---------- INFORMATION ----------
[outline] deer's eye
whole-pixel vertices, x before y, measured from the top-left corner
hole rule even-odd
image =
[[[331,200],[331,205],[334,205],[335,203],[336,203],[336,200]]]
----------
_EXERCISE DETAILS_:
Output the entire data exactly, line for line.

_WRITTEN SOLUTION_:
[outline] deer's eye
whole-pixel vertices, x before y, measured from the top-left corner
hole rule even-odd
image =
[[[331,200],[331,205],[334,205],[335,203],[336,203],[336,200]]]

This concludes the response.